§ DIRECTIONS FOR THIS TASK
Without dropping or altering a single word, give the listing again.

§ DATA TO USE
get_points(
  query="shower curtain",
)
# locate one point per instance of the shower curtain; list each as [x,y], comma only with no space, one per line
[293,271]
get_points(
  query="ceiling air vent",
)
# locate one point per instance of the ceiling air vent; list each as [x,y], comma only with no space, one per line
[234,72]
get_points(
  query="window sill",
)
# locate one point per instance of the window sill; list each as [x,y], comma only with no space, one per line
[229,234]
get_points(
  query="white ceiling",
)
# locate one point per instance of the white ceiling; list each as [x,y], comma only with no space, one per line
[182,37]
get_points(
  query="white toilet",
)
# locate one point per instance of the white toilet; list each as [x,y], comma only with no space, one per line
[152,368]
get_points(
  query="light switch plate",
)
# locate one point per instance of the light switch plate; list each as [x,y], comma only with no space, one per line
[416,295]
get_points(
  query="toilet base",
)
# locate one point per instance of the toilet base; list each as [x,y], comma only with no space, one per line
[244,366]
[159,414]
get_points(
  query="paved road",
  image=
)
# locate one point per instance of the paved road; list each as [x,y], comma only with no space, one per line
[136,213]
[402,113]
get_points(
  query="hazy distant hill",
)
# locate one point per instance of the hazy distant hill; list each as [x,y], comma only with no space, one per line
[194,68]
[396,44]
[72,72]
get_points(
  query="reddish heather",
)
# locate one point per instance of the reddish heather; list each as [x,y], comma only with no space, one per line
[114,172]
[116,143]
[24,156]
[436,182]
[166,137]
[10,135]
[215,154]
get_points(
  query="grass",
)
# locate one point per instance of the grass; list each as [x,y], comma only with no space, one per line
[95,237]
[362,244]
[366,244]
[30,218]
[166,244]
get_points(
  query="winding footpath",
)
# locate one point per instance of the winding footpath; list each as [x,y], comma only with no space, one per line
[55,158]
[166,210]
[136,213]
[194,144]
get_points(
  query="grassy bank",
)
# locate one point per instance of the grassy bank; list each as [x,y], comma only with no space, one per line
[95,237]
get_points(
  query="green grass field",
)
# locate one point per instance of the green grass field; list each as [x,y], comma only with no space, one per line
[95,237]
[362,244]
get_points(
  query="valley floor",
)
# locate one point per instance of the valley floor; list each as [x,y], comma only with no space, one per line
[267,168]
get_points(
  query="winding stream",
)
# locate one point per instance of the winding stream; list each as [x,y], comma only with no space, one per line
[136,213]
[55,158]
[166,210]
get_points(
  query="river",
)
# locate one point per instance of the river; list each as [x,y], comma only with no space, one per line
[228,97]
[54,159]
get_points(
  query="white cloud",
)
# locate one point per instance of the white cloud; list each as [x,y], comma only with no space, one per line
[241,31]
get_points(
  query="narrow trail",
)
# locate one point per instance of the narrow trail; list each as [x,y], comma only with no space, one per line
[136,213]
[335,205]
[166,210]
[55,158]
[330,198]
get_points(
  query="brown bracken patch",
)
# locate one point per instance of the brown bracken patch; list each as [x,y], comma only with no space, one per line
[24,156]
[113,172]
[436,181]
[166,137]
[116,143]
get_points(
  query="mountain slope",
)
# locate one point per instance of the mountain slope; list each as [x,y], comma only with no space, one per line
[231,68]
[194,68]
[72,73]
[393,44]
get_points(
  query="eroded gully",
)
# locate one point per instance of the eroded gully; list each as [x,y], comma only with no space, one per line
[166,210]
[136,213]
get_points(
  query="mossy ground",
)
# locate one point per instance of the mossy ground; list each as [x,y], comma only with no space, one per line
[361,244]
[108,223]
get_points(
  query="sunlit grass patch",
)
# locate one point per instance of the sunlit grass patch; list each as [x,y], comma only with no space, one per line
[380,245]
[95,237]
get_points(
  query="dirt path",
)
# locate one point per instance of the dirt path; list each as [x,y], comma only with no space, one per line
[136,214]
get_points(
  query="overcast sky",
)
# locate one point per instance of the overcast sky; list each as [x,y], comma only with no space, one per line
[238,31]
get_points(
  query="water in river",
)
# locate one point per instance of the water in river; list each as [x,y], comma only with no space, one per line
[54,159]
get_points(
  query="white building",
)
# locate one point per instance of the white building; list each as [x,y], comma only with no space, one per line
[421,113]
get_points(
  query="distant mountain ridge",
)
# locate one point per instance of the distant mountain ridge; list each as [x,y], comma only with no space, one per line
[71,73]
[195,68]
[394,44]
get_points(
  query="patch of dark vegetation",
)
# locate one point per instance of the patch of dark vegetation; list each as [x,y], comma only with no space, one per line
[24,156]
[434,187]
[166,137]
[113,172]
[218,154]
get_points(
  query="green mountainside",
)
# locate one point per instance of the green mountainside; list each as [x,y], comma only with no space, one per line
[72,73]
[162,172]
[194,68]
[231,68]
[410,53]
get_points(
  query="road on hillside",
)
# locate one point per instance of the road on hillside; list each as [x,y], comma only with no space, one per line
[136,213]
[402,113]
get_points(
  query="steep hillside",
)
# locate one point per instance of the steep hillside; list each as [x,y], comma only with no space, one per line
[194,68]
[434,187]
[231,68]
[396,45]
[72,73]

§ SOLUTION FOR THIS TASK
get_points(
  query="shower curtain",
)
# locate one point per instance of the shower curtain; list each as [x,y], comma only with no space, one per line
[293,271]
get_points(
  query="ceiling air vent",
)
# locate one point per instance of the ceiling air vent; list each as [x,y], comma only with no space, one per line
[234,72]
get_points(
  query="window sill",
)
# locate one point per instance of the window sill; list each as [x,y], comma only with no space, one per line
[229,234]
get_points(
  query="white ceiling",
)
# locate one point per instance of the white ceiling; list each as [x,y], comma only with no space, one per line
[182,37]
get_points(
  query="white toilet",
)
# locate one point per instance of the white toilet; list each as [x,y], comma only with no space, one per line
[152,368]
get_points(
  query="light switch plate",
)
# locate one point per instance of the light switch plate; list each as [x,y], comma only with no space, one per line
[416,295]
get_points(
  query="toilet base",
)
# locate one point per instance of the toilet base; list each as [x,y], comma only with no space, one per line
[244,366]
[159,414]
get_points(
  query="paved road",
  image=
)
# locate one point per instance of the paved road; list each as [x,y], comma only with no space, one per line
[136,213]
[402,113]
get_points(
  query="hazy distant hill",
)
# locate one point per instance of the hazy distant hill; list each as [x,y], comma only with no space, one per line
[194,68]
[396,44]
[72,72]
get_points(
  query="reddish heather",
)
# locate one point per instance of the reddish heather; list each as [x,y], comma only with no space, one per line
[114,172]
[116,143]
[24,156]
[436,182]
[166,137]
[10,135]
[215,154]
get_points(
  query="grass",
)
# locate one point per instance of the grass; list each as [x,y], comma only with no space, one per line
[95,237]
[362,244]
[366,244]
[30,218]
[166,244]
get_points(
  query="winding footpath",
)
# locate one point per instance of the winding footpath; list each as [x,y], comma only with no space, one per line
[55,158]
[166,210]
[136,213]
[194,144]
get_points(
  query="grassy bank",
)
# locate one point per instance of the grassy bank; list each as [x,y], comma only with no space, one per line
[95,237]
get_points(
  query="green grass field",
)
# locate one point per instance of the green grass field; list each as [x,y], comma only with no space, one per line
[95,237]
[362,244]
get_points(
  query="valley floor",
)
# locate one point per instance of the valley floor; list each as [x,y], comma only with no space, one per line
[267,168]
get_points(
  query="winding stream",
)
# locate one point per instance of the winding stream; list each as [x,y], comma only with no space, one per line
[136,213]
[55,158]
[166,210]
get_points(
  query="river",
)
# locate one point per instance of the river; list each as [x,y], comma only with no space, one per line
[228,97]
[54,159]
get_points(
  query="white cloud",
)
# locate one point per instance of the white cloud; list each as [x,y], comma only with no space, one per line
[241,31]
get_points(
  query="narrow trail",
)
# locate one point per instance of the narrow trail; list each as [x,y], comma only with no space, one per line
[136,213]
[335,205]
[166,210]
[55,158]
[330,198]
get_points(
  query="brown bracken patch",
)
# locate one point per instance of the brown bracken patch; list each as [x,y], comma only with no space, one per line
[24,156]
[113,172]
[436,181]
[166,137]
[116,143]
get_points(
  query="mountain slope",
)
# locate one point per instance of the mountain slope; list each as [x,y], comma only with no space, one per line
[231,68]
[194,68]
[72,73]
[393,44]
get_points(
  query="eroded gully",
)
# locate one point per instance of the eroded gully; list each as [x,y], comma only with no space, one per line
[166,210]
[136,213]
get_points(
  query="mossy ground",
)
# locate one point per instance of the mossy ground; list each as [x,y], comma only with no space, one per line
[361,244]
[108,223]
get_points(
  query="sunlit grass patch",
)
# locate one point per instance of the sunlit grass patch; list each as [x,y], comma only with no space, one per line
[380,245]
[95,237]
get_points(
  query="dirt path",
)
# locate one point per instance of the dirt path; list each as [x,y], comma only with no space, one per line
[136,214]
get_points(
  query="overcast sky",
)
# locate one point per instance of the overcast sky; list each as [x,y], comma only with no space, one per line
[238,31]
get_points(
  query="water in river",
)
# locate one point per instance of the water in river; list each as [x,y], comma only with no space, one per line
[54,159]
get_points(
  query="white building",
)
# locate one point per instance of the white building; list each as [x,y], comma only with no space, one per line
[421,113]
get_points(
  query="distant mountain ridge",
)
# locate one point per instance of the distant mountain ridge; list each as [x,y], comma only with no space, one per line
[71,73]
[195,68]
[394,44]
get_points(
  query="patch of dark vegetation",
)
# locate one point per instance of the patch of dark vegetation; list each as [x,y], comma only with no space, one per line
[24,156]
[434,187]
[166,137]
[113,172]
[218,154]
get_points(
  query="green mountainside",
)
# locate one point per instance of the green mountainside; list each as [x,y], comma only with no space, one per line
[72,73]
[162,172]
[194,68]
[231,68]
[410,53]
get_points(
  query="road on hillside",
)
# locate one point per instance of the road on hillside; list each as [x,y], comma only with no space, one per line
[136,213]
[402,113]
get_points(
  query="steep hillside",
)
# locate one point per instance of the steep hillside; list each as [x,y], comma only with no space, one per line
[194,68]
[434,187]
[231,68]
[396,45]
[72,73]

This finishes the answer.